◆ **The data**:
◇ ◇ ◇
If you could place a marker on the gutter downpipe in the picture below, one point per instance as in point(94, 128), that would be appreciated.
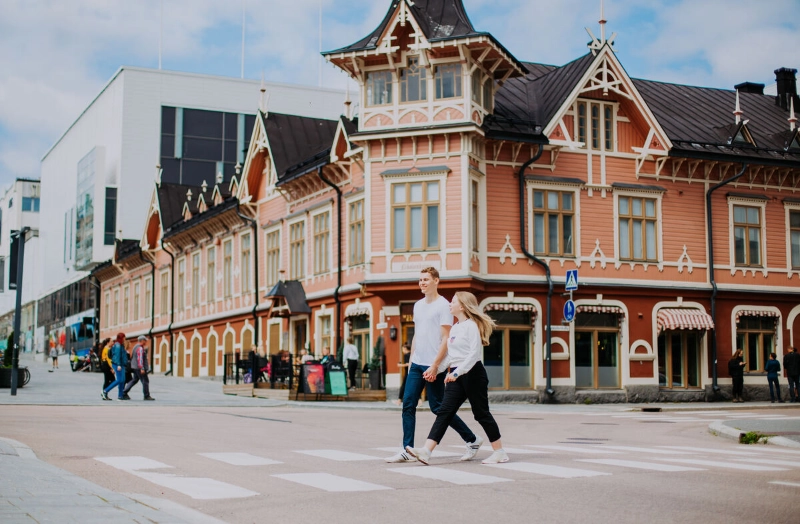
point(709, 224)
point(336, 297)
point(548, 389)
point(152, 302)
point(171, 303)
point(254, 225)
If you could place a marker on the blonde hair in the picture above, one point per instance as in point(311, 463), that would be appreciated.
point(474, 313)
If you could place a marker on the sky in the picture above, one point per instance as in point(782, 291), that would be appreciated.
point(56, 55)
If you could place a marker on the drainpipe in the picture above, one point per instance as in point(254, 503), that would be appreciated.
point(152, 302)
point(548, 389)
point(171, 303)
point(714, 386)
point(336, 297)
point(254, 225)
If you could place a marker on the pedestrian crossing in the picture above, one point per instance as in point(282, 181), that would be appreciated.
point(362, 470)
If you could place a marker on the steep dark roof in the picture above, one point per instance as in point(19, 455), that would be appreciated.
point(298, 143)
point(699, 122)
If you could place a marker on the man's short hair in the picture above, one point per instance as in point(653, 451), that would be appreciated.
point(432, 271)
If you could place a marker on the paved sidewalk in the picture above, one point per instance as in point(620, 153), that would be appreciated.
point(32, 491)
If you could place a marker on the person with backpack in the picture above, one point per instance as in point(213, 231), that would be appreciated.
point(139, 369)
point(119, 362)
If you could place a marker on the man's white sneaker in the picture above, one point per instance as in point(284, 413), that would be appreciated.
point(497, 457)
point(472, 449)
point(401, 457)
point(421, 454)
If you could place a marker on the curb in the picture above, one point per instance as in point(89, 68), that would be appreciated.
point(720, 429)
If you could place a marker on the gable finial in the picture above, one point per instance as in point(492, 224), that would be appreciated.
point(738, 112)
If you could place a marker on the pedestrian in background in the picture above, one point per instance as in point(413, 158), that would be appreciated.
point(736, 371)
point(791, 365)
point(772, 368)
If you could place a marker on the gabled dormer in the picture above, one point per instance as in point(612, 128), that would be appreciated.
point(424, 65)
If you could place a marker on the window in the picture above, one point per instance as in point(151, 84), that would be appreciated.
point(211, 275)
point(755, 336)
point(181, 286)
point(246, 263)
point(794, 237)
point(413, 82)
point(474, 216)
point(126, 304)
point(357, 233)
point(322, 237)
point(679, 359)
point(30, 204)
point(110, 229)
point(637, 229)
point(415, 216)
point(273, 257)
point(553, 223)
point(195, 279)
point(227, 268)
point(747, 235)
point(379, 88)
point(297, 250)
point(448, 81)
point(597, 133)
point(164, 293)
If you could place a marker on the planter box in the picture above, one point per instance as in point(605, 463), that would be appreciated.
point(5, 377)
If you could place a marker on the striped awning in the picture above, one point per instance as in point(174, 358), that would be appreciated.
point(589, 308)
point(755, 313)
point(675, 319)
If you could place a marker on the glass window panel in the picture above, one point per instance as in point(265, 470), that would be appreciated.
point(416, 228)
point(433, 226)
point(399, 229)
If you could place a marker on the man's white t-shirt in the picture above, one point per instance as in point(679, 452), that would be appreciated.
point(428, 321)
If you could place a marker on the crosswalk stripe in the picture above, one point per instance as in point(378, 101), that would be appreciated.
point(462, 478)
point(639, 465)
point(548, 470)
point(332, 483)
point(240, 459)
point(589, 450)
point(335, 454)
point(728, 465)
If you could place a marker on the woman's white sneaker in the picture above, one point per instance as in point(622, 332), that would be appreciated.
point(497, 457)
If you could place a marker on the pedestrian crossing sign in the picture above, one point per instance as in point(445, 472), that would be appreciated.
point(572, 280)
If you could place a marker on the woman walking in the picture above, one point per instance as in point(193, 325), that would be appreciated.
point(467, 379)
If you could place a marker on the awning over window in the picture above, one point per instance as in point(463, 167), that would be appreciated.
point(614, 310)
point(755, 313)
point(675, 319)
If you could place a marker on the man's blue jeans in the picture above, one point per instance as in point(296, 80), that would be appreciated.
point(414, 384)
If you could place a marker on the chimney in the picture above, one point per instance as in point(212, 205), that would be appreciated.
point(750, 87)
point(787, 87)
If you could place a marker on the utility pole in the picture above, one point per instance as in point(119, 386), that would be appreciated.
point(18, 311)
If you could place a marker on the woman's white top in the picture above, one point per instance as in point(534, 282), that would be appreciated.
point(464, 347)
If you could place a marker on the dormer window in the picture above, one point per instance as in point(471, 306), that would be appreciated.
point(448, 81)
point(413, 81)
point(379, 88)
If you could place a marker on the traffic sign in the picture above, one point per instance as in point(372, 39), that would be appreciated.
point(569, 311)
point(572, 280)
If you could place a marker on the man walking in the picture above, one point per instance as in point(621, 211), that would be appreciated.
point(791, 364)
point(432, 323)
point(139, 368)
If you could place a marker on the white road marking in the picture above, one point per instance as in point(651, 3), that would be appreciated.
point(335, 454)
point(551, 471)
point(589, 450)
point(639, 465)
point(462, 478)
point(332, 483)
point(728, 465)
point(240, 459)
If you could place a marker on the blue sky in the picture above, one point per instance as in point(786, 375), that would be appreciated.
point(56, 55)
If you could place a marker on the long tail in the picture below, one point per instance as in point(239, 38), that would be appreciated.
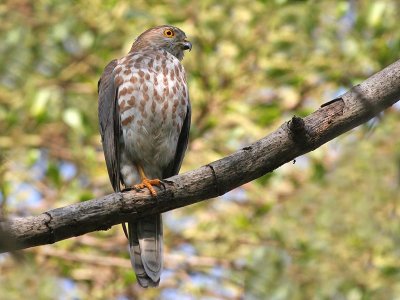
point(145, 248)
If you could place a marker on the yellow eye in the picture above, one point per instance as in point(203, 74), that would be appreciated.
point(169, 33)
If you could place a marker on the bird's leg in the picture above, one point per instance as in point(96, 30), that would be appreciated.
point(147, 183)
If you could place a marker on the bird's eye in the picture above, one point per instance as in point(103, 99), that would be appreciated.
point(169, 33)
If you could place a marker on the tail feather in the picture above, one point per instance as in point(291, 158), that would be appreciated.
point(145, 248)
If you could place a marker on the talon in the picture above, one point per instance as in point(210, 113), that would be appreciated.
point(149, 183)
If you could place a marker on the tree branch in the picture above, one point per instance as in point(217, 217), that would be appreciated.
point(290, 140)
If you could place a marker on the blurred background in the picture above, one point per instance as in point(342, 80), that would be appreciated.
point(325, 227)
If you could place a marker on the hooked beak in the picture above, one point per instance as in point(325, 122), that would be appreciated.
point(186, 45)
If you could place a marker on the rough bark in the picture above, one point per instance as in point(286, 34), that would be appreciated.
point(290, 140)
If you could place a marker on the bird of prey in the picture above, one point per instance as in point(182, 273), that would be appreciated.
point(144, 121)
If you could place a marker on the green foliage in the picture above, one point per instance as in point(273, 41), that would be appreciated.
point(325, 227)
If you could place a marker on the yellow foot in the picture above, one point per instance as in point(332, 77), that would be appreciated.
point(149, 183)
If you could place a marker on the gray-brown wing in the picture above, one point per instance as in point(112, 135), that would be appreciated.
point(174, 167)
point(109, 123)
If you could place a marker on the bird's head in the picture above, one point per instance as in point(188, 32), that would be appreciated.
point(164, 37)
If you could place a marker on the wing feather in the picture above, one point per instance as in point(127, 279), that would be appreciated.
point(109, 123)
point(175, 165)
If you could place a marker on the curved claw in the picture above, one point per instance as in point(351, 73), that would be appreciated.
point(149, 183)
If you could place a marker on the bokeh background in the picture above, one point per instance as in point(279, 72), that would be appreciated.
point(325, 227)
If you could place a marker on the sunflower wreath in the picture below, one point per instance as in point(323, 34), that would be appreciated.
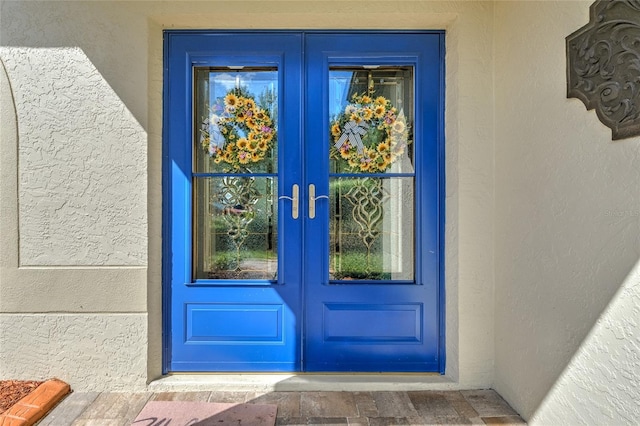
point(237, 132)
point(369, 136)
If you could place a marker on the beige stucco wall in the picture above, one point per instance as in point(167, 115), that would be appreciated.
point(567, 233)
point(80, 187)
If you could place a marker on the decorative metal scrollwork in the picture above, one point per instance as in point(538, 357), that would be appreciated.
point(239, 196)
point(367, 197)
point(603, 65)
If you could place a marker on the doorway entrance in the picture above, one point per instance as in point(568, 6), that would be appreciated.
point(303, 201)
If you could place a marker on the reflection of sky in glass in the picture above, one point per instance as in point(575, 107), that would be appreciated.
point(255, 82)
point(339, 82)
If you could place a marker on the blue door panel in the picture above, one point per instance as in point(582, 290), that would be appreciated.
point(303, 321)
point(347, 326)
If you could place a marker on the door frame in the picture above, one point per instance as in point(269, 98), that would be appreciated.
point(167, 195)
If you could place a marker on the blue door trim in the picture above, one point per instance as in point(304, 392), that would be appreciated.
point(169, 122)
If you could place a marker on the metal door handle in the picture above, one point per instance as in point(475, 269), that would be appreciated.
point(312, 200)
point(295, 192)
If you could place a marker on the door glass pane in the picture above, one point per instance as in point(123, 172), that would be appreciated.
point(371, 229)
point(235, 115)
point(371, 120)
point(371, 134)
point(235, 173)
point(235, 228)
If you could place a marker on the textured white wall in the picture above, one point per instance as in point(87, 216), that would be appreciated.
point(82, 155)
point(92, 352)
point(113, 50)
point(567, 230)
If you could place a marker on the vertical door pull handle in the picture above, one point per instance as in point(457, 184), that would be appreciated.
point(312, 200)
point(295, 193)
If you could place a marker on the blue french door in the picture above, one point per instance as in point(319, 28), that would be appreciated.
point(303, 203)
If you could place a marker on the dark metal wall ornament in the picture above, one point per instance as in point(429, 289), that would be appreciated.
point(603, 65)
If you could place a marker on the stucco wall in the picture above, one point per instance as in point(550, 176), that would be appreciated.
point(567, 232)
point(86, 78)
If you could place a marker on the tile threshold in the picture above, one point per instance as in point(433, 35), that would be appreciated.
point(303, 382)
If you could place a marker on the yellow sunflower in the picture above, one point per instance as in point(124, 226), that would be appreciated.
point(398, 126)
point(383, 146)
point(381, 100)
point(378, 111)
point(335, 130)
point(231, 101)
point(244, 157)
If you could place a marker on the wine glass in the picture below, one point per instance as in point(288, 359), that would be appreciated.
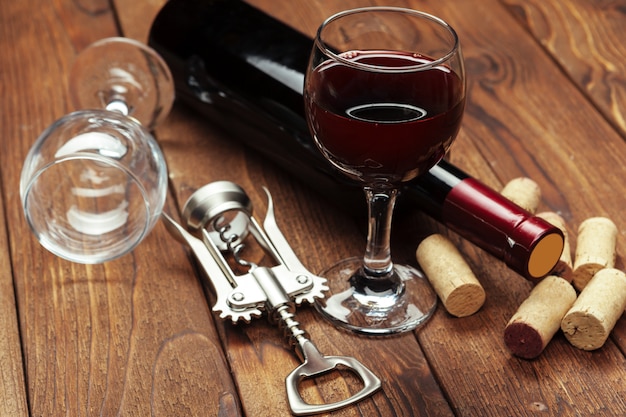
◇ ◇ ◇
◆ **To do**: Reproduce, without any change, the records between the line holding "If you could place a marker on the gabled" and the line holding "point(5, 377)", inclusive.

◆ **Completed task**:
If you could place a marker on the gabled dormer in the picture above, one point per instance as in point(612, 128), that would be appreciated.
point(424, 65)
If you could place a marker on the window in the picture above, one point per instance as in point(151, 84), that would be appreciated.
point(211, 275)
point(755, 336)
point(181, 286)
point(246, 263)
point(794, 237)
point(413, 82)
point(474, 216)
point(126, 304)
point(357, 233)
point(322, 237)
point(679, 359)
point(30, 204)
point(110, 229)
point(637, 229)
point(415, 216)
point(273, 257)
point(553, 223)
point(195, 279)
point(227, 268)
point(747, 235)
point(379, 88)
point(297, 250)
point(448, 81)
point(597, 133)
point(164, 293)
If you could place a marker on the planter box in the picture above, one point per instance as in point(605, 463), that would be appreciated.
point(5, 377)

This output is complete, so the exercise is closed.